■ Instruction 1 ■
Copy the interview passage below from "But he’s notorious" up to and including "drums and guitars.", swapping in "pointless" wherever "stupid" appears.

■ Passage given ■
----------------------------------------

It’s definitely still the core of the band. For better or worse it still feels primal when I’m up there on stage. It feels like combat. [Laughs] I have to consciously tell myself that we’re not at one of those first shows where we’d start playing and people would walk out or start yelling at us after the first ten seconds. I can’t shake the feeling that it’s a battle with the audience, even though we play these nice places where people pay good money to come see us. In some ways I think that drives me. It’s probably a very juvenile tendency.
I think that’s part of what people like about seeing Low, is that unsettling intimacy.
Maybe, yeah, it’s disturbing. I suppose people come for that since it’s such an obvious element of the band. But I’m always a little jittery and feel there is a complicated hallucination going on in my head about what’s going on between me and whoever is in the room.
That was the first full-length we’d done with Steve [Albini]. He had just built his studio in Chicago, so we were one of the first bands to record there, and that was pretty exciting. He was still figuring out the new studio, and we were one of the first quiet bands to work with him, so he was excited about that. We were right on the edge, I guess, we’d been expanding the studio experience on the couple previous albums, adding new instruments. So by the time we got to Steve, we were wondering if he would look down his nose at us for bringing in strings or this or that. But no, he was very into recording whatever we wanted to use. We were moving forward on this record, but was all stuff we’d been working with for a while.
Right, but Albini is notorious for claiming he is not a producer.
But he’s notorious for telling you if something is stupid. [Laughs] He’ll record it, but he will tell you that it’s stupid. Now, I’ve only heard he’ll do that. He never did it with us though. Maybe we just never got to the point where he thought it was ridiculous. I just remember being a bit surprised about how eager he was to try other things than loud drums and guitars.
This was your first album for Kranky. Was leaving a major for an indie of any significance for you?
Yeah, it was really exciting. It was in the 90s when independent labels were doing all right. They could function on a small level and people were buying records, so they could count on that. There were a lot of labels doing different things, and it was becoming more feasible for them to handle stuff. We were friends with Labradford, who were on Kranky. The guys from the label would show up at our shows and talk to us, so when it was time to move on from Vernon Yard they were the obvious choice. First we did an EP [1997’s Songs For A Dead Pilot] with them before Secret Name, so we already had a sense of what it was like to work with them. The EP we did was experimental, and we did it in our basement at home. Before on Vernon Yard we could have done whatever we wanted, but there was something about being on Kranky, where it felt like we had a mandate to be progressive and experimental and take some chances. Those Kranky records gave us confidence to go in and do whatever we wanted.
This album is where you began to incorporate synthesizers and strings. Was that just a logical progression for you guys?
Part of it was being a little more out there. That first EP allowed us to try a lot of wacky things that maybe another label wouldn’t have liked. Adding keyboards and synths was just a natural progression of doing this record. We gained more confidence by doing those types of things. With Kranky we totally took the lid off. The concept of being on that label was invigorating and empowering in a certain way.

----------------------------------------

■ Instruction 2 ■
Locate each line in the rows below that contains the string "every", matching case exactly, and copy those lines out.

■ Given entries ■
----------------------------------------

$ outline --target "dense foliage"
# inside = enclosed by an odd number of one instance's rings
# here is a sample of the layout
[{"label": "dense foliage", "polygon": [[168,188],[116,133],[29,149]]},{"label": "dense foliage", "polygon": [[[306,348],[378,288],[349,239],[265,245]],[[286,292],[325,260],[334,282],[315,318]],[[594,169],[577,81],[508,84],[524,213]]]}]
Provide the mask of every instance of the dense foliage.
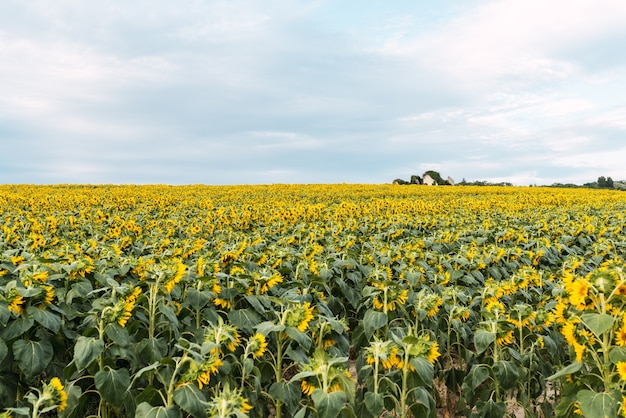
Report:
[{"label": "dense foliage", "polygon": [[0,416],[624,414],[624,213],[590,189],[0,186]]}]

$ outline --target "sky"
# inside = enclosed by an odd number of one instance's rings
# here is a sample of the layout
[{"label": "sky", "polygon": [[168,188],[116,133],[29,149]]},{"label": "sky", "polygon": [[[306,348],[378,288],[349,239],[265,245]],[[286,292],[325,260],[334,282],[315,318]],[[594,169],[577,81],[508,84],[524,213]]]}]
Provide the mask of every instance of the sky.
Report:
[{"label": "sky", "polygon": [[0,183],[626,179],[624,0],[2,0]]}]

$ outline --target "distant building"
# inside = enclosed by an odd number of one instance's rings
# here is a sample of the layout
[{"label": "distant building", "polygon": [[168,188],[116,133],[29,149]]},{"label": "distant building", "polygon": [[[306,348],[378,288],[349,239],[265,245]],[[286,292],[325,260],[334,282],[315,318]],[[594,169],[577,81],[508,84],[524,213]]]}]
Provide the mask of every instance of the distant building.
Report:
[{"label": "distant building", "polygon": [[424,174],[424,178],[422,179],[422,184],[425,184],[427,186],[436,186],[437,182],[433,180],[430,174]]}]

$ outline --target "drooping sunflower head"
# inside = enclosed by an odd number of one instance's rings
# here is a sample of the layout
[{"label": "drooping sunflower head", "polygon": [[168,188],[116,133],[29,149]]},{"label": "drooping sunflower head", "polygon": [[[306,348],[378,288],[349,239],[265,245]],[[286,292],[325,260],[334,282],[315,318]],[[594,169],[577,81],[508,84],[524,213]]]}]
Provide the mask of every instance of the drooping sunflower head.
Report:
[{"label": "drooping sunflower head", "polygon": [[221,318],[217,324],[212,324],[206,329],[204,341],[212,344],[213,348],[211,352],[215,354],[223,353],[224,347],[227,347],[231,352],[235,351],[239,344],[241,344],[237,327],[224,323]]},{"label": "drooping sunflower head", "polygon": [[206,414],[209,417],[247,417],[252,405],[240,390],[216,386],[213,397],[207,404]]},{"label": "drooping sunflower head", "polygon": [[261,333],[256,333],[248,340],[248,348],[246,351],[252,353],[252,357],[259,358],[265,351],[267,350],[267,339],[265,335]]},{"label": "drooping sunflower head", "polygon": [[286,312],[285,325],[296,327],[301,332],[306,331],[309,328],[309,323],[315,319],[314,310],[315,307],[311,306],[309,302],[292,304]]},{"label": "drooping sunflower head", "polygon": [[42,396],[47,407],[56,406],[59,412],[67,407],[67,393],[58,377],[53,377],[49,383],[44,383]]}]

----------------------------------------

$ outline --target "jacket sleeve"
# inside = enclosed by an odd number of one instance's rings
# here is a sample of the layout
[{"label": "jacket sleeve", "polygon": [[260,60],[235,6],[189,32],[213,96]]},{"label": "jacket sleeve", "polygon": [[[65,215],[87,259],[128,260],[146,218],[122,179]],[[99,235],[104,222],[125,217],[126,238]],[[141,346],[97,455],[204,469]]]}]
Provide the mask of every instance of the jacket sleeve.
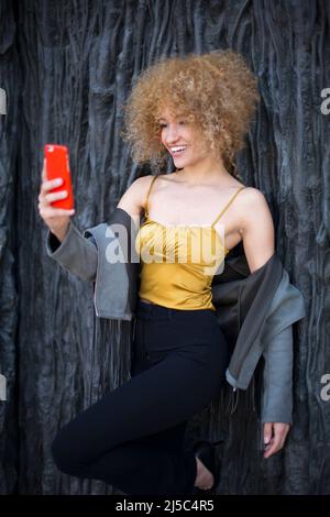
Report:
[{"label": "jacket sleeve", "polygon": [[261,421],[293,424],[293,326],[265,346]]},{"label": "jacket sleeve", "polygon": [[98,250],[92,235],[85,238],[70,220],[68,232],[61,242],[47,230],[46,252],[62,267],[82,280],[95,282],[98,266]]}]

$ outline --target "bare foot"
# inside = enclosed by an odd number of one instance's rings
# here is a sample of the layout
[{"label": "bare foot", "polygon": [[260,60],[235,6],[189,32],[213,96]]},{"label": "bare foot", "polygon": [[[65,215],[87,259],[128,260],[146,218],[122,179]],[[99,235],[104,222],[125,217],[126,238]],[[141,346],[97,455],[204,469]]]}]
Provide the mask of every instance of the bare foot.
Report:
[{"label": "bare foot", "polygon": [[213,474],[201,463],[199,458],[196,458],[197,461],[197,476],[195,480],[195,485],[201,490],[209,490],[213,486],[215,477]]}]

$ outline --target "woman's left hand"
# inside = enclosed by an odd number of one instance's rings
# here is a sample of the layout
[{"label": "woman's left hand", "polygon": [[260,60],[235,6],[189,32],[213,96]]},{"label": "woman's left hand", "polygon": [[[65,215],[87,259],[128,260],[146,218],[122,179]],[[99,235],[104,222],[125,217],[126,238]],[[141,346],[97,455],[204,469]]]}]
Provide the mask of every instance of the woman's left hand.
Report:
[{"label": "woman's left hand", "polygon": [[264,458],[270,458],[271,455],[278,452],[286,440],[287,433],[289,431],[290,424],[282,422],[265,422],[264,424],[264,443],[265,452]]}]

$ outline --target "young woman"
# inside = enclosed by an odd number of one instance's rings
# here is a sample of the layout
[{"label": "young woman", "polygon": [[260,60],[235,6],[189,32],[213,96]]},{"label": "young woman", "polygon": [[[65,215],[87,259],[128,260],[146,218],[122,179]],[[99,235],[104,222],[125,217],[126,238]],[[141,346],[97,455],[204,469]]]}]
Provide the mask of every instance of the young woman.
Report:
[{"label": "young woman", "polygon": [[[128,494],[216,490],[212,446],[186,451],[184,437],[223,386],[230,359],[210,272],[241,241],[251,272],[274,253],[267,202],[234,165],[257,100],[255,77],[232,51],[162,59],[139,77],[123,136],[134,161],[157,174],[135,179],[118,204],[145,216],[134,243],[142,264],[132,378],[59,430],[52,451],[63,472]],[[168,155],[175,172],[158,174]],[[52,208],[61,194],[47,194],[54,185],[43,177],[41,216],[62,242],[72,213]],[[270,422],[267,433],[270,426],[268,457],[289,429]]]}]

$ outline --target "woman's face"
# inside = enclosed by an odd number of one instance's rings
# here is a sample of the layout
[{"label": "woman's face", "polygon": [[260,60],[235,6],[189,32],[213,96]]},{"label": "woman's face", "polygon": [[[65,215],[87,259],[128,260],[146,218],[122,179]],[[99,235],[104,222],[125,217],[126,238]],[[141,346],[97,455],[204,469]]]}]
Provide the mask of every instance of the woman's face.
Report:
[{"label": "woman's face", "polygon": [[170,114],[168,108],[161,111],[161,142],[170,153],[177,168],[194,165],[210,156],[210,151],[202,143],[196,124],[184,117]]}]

----------------------------------------

■ Task output 1 ■
But he’s notorious for telling you if something is pointless. [Laughs] He’ll record it, but he will tell you that it’s pointless. Now, I’ve only heard he’ll do that. He never did it with us though. Maybe we just never got to the point where he thought it was ridiculous. I just remember being a bit surprised about how eager he was to try other things than loud drums and guitars.

■ Task output 2 ■
Provide the mask of every instance of the dense foliage.
Provide the mask of every instance of the sky.
Provide the mask of every instance of the distant building.
Provide the mask of every instance of the drooping sunflower head.
Provide the mask of every instance of the jacket sleeve.
Provide the mask of every instance of the bare foot.
Provide the mask of every instance of the woman's left hand.
Provide the mask of every instance of the young woman.
Provide the mask of every instance of the woman's face.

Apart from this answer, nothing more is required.